Once Someone’s Released from an Accident Lawsuit, Can They be Brought Back In?

In a case arising out of an automobile accident that resulted in the deaths of two women in different vehicles, the husband sued, and after a judgment for the defendants asserted on appeal that the trial court erred by granting summary judgment in favor of the executor of the estate of the defendant driver.

The plaintiff claimed that the defendant shouldn’t have been discharged from the case after he executed a limited liability release of Allstate and the defendant under O.C.G.A. § 33-24-41.1, as well as a release of their claims against Progressive, which provided uninsured motorist (“UM”) coverage to the defendant driver.


The question at the heart of this dispute stems from a car crash in which the plaintiff’s wife was driving a vehicle insured solely by Allstate when she collided head-on with a Ford Edge driven by the defendant driver and insured by Progressive. As a result of this collision, the defendant driver’s vehicle rotated into the path of a school bus, sustained a secondary impact, and was then struck a third time by a heavy-duty Ford F250 pickup truck that had been following behind her. The plaintiff sued the defendant driver’s estate, the bus driver, the driver of the Ford F250 and his employer, and an owner of land conducting a controlled burn that reduced visibility in the location where the accident occurred.

**Task requirements:** Return the part of the accident lawsuit article from "Once Someone’s Released" up to and including "of the defendant driver.", copied word for word.

**Source data:**
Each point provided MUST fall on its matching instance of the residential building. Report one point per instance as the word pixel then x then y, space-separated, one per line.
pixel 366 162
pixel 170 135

**Result for this task:**
Once Someone’s Released from an Accident Lawsuit, Can They be Brought Back In?

In a case arising out of an automobile accident that resulted in the deaths of two women in different vehicles, the husband sued, and after a judgment for the defendants asserted on appeal that the trial court erred by granting summary judgment in favor of the executor of the estate of the defendant driver.